## THE TASK
Print every line in the entries below that contains the string "bride", treating uppercase and lowercase as different.

## DATA ENTRIES
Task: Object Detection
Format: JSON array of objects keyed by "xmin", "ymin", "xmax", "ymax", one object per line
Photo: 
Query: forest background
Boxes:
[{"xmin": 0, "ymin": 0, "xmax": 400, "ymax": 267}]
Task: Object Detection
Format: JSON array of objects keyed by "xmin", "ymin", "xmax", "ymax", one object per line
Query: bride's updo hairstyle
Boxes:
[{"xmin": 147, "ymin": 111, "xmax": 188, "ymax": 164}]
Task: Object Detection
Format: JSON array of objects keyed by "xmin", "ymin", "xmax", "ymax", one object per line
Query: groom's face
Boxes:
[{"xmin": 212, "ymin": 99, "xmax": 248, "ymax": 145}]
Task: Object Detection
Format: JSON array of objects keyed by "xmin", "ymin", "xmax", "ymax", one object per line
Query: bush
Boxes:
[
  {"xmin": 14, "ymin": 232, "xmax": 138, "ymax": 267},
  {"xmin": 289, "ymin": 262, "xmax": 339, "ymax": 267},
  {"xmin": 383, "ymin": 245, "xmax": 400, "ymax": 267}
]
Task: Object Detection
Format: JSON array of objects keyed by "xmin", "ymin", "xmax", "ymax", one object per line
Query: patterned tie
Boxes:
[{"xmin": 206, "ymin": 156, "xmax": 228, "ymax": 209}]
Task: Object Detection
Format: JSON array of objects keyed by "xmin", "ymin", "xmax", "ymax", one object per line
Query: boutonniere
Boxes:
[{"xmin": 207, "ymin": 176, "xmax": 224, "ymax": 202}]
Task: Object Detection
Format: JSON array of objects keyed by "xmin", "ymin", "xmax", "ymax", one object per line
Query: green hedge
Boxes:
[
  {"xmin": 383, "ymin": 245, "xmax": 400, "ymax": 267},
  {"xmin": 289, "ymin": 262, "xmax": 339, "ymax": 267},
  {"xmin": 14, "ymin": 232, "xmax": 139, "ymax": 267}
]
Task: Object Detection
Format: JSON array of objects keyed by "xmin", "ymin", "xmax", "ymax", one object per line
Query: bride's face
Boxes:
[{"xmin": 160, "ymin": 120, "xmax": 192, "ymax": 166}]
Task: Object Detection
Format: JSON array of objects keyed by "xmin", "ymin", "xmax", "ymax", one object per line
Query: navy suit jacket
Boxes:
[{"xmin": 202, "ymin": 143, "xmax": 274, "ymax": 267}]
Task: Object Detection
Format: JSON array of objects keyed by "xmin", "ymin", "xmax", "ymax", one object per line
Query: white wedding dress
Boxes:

## EXERCISE OUTPUT
Query: bride's updo hairstyle
Query: bride's face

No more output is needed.